Extract provided:
====================

The top row shows a histogram of the offsets between the point and segment images. The top left panel uses a linear y_ scale, and the top right panel is the same data but with a log _y scale (which shows the tail toward large shifts better). Separate curves are plotted for the 3 instruments used in the HSC: ACS/WFC (blue), WFC3/UVIS (green), and WFC3/IR (orange). There are differences between the instruments, which we assume are due to a combination of differences in pixel size (0.04 arcsec for WFC3/UVIS, 0.05 arcsec for ACS/WFC, 0.12 arcsec for WFC3/IR) and of the size of the PSF and the apertures used.

The WFC3/IR distribution is definitely more compact, with fewer catalogs having large separations. The ACS/WFC distribution is broader than the WFC3/UVIS distribution, but for large shifts (> 1 pixel) those two instruments look pretty similar. The bottom row of plots makes that comparison easier to see. It shows the cumulative fraction of images with shifts greater than the given separation, again with linear and log versions. By plotting the fraction rather than the counts, we take out differences due to the number of visits. All the curves are by definition unity at separation zero and go to zero at large separations.

====================

Extracted entries:
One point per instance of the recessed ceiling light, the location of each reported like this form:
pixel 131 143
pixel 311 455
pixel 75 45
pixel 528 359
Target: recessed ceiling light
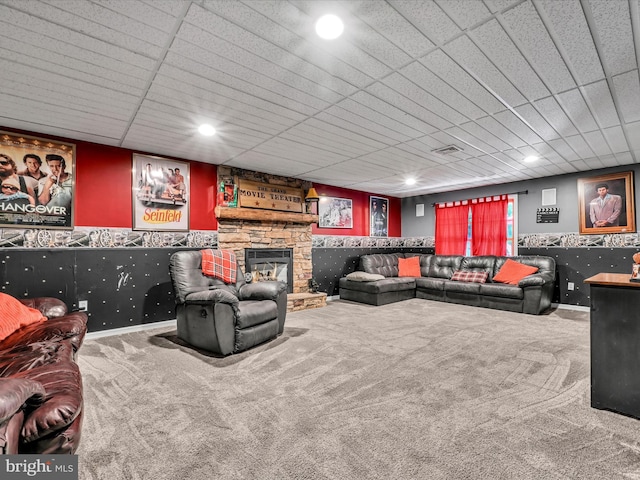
pixel 329 27
pixel 206 130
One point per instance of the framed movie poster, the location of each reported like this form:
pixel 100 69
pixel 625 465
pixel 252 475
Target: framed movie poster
pixel 379 213
pixel 37 182
pixel 335 212
pixel 160 194
pixel 607 204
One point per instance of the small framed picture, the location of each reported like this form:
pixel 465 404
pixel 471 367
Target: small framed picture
pixel 160 194
pixel 335 212
pixel 607 204
pixel 379 217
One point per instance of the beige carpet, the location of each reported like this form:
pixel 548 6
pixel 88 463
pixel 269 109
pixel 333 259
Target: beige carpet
pixel 412 390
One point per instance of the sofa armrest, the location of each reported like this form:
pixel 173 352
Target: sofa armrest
pixel 261 291
pixel 72 326
pixel 49 306
pixel 16 392
pixel 536 279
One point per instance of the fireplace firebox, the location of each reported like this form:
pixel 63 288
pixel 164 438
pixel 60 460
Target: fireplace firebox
pixel 270 264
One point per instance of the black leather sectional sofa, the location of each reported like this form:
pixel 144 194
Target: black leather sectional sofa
pixel 533 294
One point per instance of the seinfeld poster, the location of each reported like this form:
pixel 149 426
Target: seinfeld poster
pixel 160 194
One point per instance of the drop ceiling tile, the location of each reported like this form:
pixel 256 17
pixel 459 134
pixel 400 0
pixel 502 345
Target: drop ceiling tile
pixel 412 99
pixel 340 135
pixel 539 124
pixel 243 26
pixel 492 125
pixel 208 49
pixel 429 18
pixel 580 146
pixel 627 90
pixel 616 139
pixel 464 13
pixel 429 82
pixel 614 33
pixel 597 143
pixel 570 30
pixel 201 88
pixel 461 81
pixel 633 135
pixel 469 57
pixel 386 114
pixel 495 143
pixel 286 25
pixel 187 71
pixel 386 34
pixel 497 46
pixel 598 96
pixel 577 109
pixel 353 123
pixel 555 116
pixel 563 148
pixel 530 34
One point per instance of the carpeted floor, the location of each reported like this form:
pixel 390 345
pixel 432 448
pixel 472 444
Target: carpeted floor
pixel 412 390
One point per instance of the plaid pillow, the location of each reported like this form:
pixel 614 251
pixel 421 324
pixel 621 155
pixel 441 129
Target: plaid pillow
pixel 220 264
pixel 469 276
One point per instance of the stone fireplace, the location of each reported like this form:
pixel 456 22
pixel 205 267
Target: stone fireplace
pixel 240 229
pixel 268 264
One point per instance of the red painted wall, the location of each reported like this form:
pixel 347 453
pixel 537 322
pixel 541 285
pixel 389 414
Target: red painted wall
pixel 103 195
pixel 361 216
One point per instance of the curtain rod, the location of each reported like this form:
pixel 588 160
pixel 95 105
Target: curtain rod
pixel 521 192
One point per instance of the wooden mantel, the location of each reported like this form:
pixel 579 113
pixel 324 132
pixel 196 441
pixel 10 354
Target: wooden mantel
pixel 259 215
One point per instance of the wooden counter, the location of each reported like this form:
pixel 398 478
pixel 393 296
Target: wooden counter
pixel 615 343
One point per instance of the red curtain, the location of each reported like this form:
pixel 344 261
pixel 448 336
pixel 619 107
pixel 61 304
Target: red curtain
pixel 489 227
pixel 451 229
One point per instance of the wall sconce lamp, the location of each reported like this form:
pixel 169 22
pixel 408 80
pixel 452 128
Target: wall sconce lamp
pixel 311 198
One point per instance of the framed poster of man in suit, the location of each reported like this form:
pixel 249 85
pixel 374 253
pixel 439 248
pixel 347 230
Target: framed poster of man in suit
pixel 607 204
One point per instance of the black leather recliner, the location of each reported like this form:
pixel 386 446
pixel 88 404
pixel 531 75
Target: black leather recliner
pixel 224 318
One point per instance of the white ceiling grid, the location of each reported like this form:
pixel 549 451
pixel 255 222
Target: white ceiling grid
pixel 500 79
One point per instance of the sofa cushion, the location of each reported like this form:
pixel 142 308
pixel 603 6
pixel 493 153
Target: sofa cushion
pixel 430 283
pixel 512 272
pixel 14 315
pixel 502 290
pixel 469 276
pixel 381 263
pixel 394 284
pixel 443 266
pixel 364 277
pixel 409 267
pixel 462 287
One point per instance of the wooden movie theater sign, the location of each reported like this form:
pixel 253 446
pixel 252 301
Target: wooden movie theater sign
pixel 270 197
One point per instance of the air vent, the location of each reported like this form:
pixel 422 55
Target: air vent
pixel 448 150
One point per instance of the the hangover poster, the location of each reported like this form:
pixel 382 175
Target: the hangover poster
pixel 37 184
pixel 160 194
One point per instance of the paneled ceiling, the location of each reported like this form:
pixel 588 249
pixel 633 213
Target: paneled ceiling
pixel 499 79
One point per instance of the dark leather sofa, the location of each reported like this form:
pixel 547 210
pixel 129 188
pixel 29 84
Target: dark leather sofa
pixel 40 384
pixel 532 295
pixel 224 318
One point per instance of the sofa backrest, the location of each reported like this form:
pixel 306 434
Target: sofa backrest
pixel 185 268
pixel 381 263
pixel 443 266
pixel 425 264
pixel 479 264
pixel 544 264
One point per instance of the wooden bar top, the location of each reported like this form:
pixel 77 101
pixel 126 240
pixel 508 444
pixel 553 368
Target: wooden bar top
pixel 614 279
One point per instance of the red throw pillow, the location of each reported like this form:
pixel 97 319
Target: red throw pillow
pixel 14 315
pixel 512 272
pixel 409 267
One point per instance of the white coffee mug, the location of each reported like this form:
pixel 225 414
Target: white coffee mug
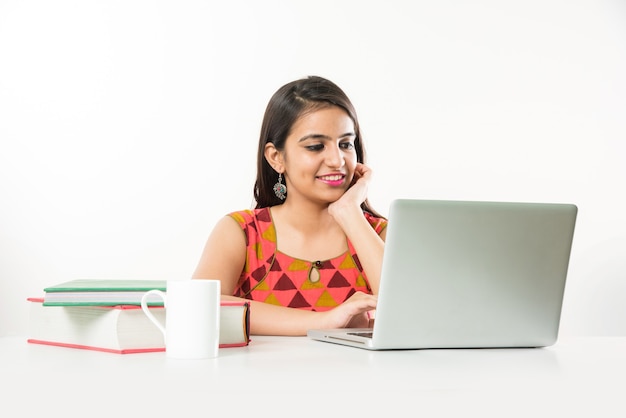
pixel 192 318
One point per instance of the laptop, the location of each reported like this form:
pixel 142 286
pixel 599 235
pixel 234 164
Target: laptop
pixel 468 274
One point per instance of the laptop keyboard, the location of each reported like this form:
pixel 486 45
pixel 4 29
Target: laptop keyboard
pixel 367 334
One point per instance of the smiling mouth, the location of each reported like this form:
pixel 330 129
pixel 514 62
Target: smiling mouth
pixel 333 178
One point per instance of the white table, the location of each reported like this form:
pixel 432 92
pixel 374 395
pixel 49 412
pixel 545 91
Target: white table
pixel 295 376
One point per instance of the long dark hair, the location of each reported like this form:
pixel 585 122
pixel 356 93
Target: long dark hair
pixel 288 104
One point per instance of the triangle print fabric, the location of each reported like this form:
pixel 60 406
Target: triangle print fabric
pixel 273 277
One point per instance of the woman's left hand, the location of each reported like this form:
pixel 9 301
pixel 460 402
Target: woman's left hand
pixel 357 193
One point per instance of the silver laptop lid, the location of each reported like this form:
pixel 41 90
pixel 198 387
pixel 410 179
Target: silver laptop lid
pixel 473 274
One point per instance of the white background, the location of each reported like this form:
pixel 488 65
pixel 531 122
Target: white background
pixel 128 128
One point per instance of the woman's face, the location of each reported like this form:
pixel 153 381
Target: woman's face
pixel 319 155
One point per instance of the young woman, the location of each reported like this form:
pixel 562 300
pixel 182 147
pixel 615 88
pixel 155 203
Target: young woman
pixel 309 255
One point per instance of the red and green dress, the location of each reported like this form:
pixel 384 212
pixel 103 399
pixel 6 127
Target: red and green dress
pixel 274 277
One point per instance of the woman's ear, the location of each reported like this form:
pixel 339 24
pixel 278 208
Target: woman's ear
pixel 274 157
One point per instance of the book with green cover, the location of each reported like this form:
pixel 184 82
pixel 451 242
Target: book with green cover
pixel 103 292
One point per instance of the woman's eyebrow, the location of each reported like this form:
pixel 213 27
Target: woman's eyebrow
pixel 324 137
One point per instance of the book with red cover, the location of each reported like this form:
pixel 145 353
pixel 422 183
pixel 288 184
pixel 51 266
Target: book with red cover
pixel 122 329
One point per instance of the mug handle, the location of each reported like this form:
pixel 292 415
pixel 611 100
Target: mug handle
pixel 146 310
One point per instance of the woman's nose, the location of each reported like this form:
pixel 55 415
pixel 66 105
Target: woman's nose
pixel 334 157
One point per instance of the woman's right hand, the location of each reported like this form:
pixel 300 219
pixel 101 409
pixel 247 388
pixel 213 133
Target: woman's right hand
pixel 353 313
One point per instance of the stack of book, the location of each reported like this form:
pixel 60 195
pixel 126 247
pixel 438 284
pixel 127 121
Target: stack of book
pixel 106 315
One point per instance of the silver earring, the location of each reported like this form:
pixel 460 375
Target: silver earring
pixel 279 188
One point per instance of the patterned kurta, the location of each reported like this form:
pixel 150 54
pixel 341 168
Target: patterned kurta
pixel 274 277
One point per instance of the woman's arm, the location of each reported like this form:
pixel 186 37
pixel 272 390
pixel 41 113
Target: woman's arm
pixel 223 259
pixel 349 215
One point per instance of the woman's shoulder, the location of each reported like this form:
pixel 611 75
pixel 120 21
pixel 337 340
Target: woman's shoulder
pixel 247 216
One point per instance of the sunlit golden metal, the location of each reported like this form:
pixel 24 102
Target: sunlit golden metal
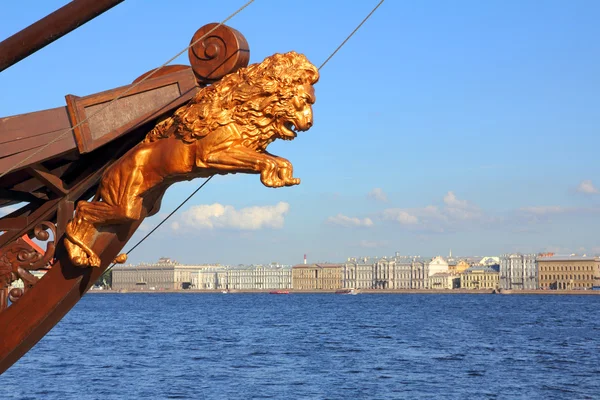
pixel 224 129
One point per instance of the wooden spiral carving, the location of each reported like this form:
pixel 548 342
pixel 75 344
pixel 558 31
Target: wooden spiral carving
pixel 222 52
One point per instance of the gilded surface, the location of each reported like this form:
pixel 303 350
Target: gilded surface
pixel 225 129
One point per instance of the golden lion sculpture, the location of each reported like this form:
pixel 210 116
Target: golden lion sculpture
pixel 224 129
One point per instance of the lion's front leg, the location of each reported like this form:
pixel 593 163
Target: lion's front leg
pixel 274 171
pixel 285 170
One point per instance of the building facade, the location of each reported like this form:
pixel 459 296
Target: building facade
pixel 403 275
pixel 444 280
pixel 358 273
pixel 569 273
pixel 437 264
pixel 518 271
pixel 383 274
pixel 419 275
pixel 317 277
pixel 162 275
pixel 479 277
pixel 244 278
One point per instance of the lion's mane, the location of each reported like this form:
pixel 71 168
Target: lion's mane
pixel 253 98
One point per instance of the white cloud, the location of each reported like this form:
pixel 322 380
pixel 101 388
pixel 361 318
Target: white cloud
pixel 437 219
pixel 370 244
pixel 460 209
pixel 218 216
pixel 587 187
pixel 377 194
pixel 403 217
pixel 544 210
pixel 349 222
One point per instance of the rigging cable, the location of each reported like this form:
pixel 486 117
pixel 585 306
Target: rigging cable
pixel 206 181
pixel 124 92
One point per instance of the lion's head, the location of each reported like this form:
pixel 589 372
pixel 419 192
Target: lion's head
pixel 266 101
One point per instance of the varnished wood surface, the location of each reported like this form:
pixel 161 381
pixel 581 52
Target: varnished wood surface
pixel 50 28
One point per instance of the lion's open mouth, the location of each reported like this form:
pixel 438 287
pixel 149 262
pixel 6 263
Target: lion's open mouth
pixel 288 131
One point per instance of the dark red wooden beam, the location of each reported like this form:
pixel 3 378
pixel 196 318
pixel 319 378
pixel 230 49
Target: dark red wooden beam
pixel 50 28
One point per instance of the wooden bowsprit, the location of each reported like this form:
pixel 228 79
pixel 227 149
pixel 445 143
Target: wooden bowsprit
pixel 66 152
pixel 110 145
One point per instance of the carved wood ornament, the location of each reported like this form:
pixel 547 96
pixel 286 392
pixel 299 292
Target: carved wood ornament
pixel 224 129
pixel 216 117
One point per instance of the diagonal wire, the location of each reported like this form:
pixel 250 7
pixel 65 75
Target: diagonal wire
pixel 350 35
pixel 123 93
pixel 206 181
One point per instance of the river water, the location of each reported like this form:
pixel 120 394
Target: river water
pixel 316 346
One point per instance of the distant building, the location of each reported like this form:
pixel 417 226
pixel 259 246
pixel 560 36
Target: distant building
pixel 317 277
pixel 419 275
pixel 489 261
pixel 518 271
pixel 403 278
pixel 569 272
pixel 479 277
pixel 358 273
pixel 444 280
pixel 253 277
pixel 462 266
pixel 162 275
pixel 437 264
pixel 383 273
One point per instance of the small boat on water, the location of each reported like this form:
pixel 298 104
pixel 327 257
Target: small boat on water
pixel 346 291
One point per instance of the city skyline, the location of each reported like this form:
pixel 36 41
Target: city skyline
pixel 469 136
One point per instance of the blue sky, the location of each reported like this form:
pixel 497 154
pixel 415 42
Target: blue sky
pixel 465 125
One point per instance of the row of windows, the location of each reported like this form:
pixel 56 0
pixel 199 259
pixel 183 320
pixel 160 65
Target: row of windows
pixel 555 276
pixel 562 268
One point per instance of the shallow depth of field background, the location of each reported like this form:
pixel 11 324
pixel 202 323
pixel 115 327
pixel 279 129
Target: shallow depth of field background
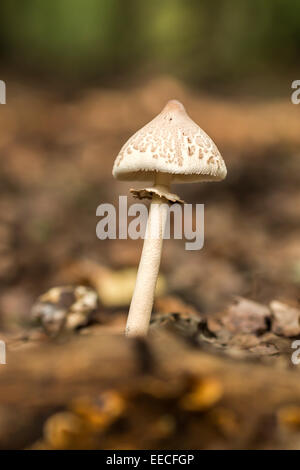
pixel 82 76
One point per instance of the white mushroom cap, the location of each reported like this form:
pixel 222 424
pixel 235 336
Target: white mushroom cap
pixel 172 143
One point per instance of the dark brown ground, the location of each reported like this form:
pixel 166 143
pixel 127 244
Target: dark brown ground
pixel 216 371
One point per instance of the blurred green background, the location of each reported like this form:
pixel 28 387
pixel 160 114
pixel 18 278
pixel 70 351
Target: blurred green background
pixel 203 42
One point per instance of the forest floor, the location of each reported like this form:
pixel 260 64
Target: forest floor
pixel 216 370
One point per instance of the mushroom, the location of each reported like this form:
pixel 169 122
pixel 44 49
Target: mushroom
pixel 171 148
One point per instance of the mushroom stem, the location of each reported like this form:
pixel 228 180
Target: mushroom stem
pixel 143 296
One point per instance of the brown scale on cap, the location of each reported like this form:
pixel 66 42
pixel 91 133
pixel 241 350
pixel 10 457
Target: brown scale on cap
pixel 171 143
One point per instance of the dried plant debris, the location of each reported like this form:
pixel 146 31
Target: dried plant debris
pixel 285 319
pixel 65 308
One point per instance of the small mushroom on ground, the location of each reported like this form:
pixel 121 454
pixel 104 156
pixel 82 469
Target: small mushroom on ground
pixel 171 148
pixel 65 308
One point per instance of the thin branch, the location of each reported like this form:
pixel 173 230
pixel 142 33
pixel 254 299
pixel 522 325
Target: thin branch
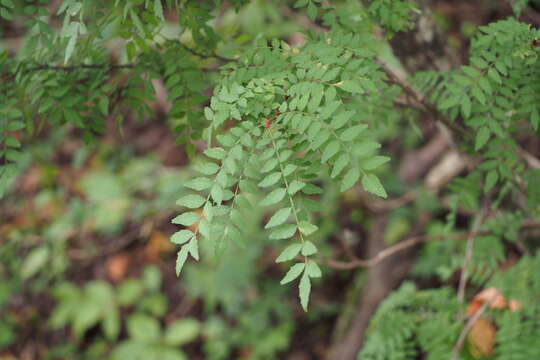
pixel 479 218
pixel 473 319
pixel 389 251
pixel 196 53
pixel 420 100
pixel 531 160
pixel 82 66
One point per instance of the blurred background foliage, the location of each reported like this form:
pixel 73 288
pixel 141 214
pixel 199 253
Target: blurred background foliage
pixel 86 266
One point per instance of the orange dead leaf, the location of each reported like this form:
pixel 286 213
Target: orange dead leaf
pixel 486 295
pixel 482 338
pixel 117 266
pixel 514 305
pixel 157 244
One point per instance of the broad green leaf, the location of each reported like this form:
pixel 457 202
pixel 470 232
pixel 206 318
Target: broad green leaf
pixel 289 253
pixel 304 288
pixel 371 183
pixel 284 231
pixel 279 218
pixel 215 153
pixel 274 197
pixel 192 201
pixel 293 273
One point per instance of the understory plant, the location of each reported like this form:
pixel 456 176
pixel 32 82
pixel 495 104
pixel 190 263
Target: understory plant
pixel 280 131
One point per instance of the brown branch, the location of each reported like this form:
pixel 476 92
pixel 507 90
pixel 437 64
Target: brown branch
pixel 461 340
pixel 389 251
pixel 419 100
pixel 478 220
pixel 82 66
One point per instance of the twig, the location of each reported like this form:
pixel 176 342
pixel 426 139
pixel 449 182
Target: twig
pixel 473 319
pixel 389 251
pixel 82 66
pixel 420 100
pixel 531 160
pixel 479 218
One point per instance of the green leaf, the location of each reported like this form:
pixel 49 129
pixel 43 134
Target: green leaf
pixel 330 150
pixel 192 201
pixel 374 162
pixel 293 273
pixel 466 106
pixel 351 86
pixel 34 261
pixel 206 168
pixel 284 231
pixel 199 184
pixel 308 248
pixel 143 328
pixel 313 270
pixel 186 219
pixel 274 197
pixel 215 153
pixel 312 189
pixel 491 180
pixel 341 119
pixel 182 332
pixel 340 164
pixel 217 193
pixel 289 253
pixel 371 183
pixel 158 9
pixel 295 186
pixel 279 218
pixel 104 105
pixel 312 11
pixel 193 248
pixel 270 180
pixel 182 236
pixel 350 178
pixel 16 125
pixel 304 288
pixel 307 228
pixel 352 133
pixel 482 137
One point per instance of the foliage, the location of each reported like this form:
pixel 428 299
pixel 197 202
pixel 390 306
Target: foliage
pixel 276 131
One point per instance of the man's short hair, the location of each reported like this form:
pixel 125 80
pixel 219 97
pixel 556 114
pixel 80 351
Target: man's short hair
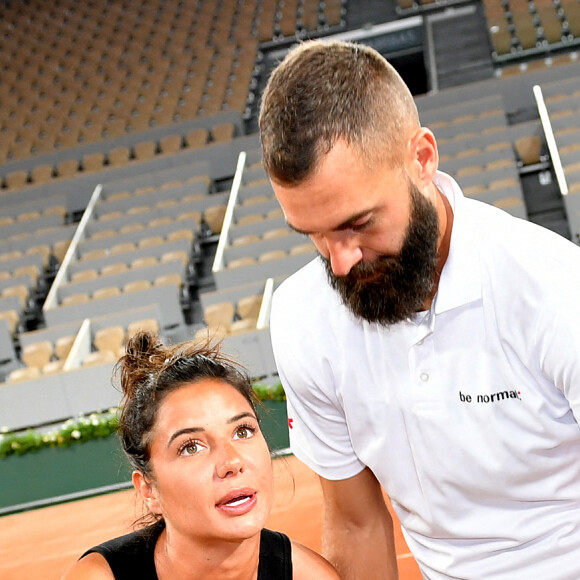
pixel 323 92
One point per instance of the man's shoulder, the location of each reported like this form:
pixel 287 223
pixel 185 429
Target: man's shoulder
pixel 311 279
pixel 305 295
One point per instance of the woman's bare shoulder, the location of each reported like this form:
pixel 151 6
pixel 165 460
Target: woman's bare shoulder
pixel 307 564
pixel 92 567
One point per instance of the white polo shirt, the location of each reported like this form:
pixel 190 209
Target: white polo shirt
pixel 466 414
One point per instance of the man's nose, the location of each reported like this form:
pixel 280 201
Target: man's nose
pixel 343 253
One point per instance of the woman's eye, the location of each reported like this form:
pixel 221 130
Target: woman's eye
pixel 190 448
pixel 244 432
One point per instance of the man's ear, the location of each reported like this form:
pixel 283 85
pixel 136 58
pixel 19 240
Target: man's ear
pixel 147 491
pixel 424 157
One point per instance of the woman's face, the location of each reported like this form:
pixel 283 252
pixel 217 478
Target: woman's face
pixel 212 472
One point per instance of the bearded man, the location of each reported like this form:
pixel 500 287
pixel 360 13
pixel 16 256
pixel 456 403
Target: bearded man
pixel 432 350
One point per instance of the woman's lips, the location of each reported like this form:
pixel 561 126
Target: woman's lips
pixel 238 502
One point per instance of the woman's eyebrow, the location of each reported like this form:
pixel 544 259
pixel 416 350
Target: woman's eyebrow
pixel 189 430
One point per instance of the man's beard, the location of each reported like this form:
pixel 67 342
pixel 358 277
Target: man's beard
pixel 398 286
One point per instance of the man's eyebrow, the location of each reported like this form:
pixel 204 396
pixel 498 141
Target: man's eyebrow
pixel 346 224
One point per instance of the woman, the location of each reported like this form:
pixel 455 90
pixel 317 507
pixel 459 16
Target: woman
pixel 202 467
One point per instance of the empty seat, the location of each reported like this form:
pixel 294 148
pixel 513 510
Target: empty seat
pixel 84 275
pixel 30 270
pixel 223 132
pixel 113 215
pixel 193 216
pixel 170 144
pixel 243 325
pixel 136 285
pixel 103 234
pixel 111 269
pixel 529 149
pixel 100 357
pixel 62 346
pixel 73 299
pixel 249 306
pixel 122 248
pixel 43 250
pixel 151 241
pixel 52 367
pixel 275 213
pixel 249 219
pixel 118 196
pixel 162 221
pixel 17 179
pixel 93 254
pixel 245 240
pixel 169 280
pixel 24 374
pixel 180 255
pixel 181 235
pixel 67 168
pixel 28 216
pixel 129 228
pixel 272 255
pixel 93 161
pixel 37 354
pixel 220 314
pixel 505 183
pixel 241 262
pixel 110 338
pixel 214 217
pixel 107 292
pixel 12 318
pixel 119 156
pixel 41 173
pixel 145 150
pixel 147 324
pixel 138 209
pixel 144 262
pixel 304 248
pixel 59 249
pixel 21 291
pixel 276 233
pixel 196 138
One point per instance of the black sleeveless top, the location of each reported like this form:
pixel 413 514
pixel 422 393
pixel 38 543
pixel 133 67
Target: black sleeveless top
pixel 131 556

====================

What to do:
(A) In the extract about HSC image offsets, what pixel size is given for WFC3/IR?
(B) Carry on the extract about HSC image offsets from its last sentence.

Per-task outputs:
(A) 0.12 arcsec.

(B)
The ACS/WFC and WFC3/UVIS (blue and green) curves are very similar in the log plot; some of the differences in the top plots are due to simply having more ACS catalogs than WFC3/UVIS catalogs. Again, the WFC3/IR shifts are smaller, but the problem still appears.

Steve Lubow has carried out a similar cross-match using the HLA catalogs that were utilized in the construction of HSCv3. He found that the typical offset between the catalogs is very small, < 0.05 pixels. That is 10 times better than the HAP point-segment offsets. Large offsets are very rare in the HLA source lists. That is the behavior that we expected (and assumed, until we discovered this issue).

stscijgbot-hstdp commented 3 months ago

Comment by Steve Goldman on JIRA:

I just noticed that, for the point source catalogs, the .reg and .ecsv files have a slight offsets.

stscijgbot-hstdp commented 2 months ago

Comment by Steve Goldman on JIRA:

Looking at that first example (j9dt05), it looks like the segmentation catalog "mask" values are being smeared in the same direction that we are seeing a discrepancy between the catalogs (see uploaded screenshots).

If we can figure out why the blobs are being smeared, we should be able to figure out why the segmentation catalog is offset.  

stscijgbot-hstdp commented 2 months ago

Comment by Rick White on JIRA:

Steve Goldman That may be helpful! Do the "mask" values show the pixels that are included in the segment map, indicating the boundaries of the sources? I was thinking it might be useful to look at those. The detection regions may be extended along the directions of the diffraction spikes (or perhaps along the directions where there are charge transfer effects).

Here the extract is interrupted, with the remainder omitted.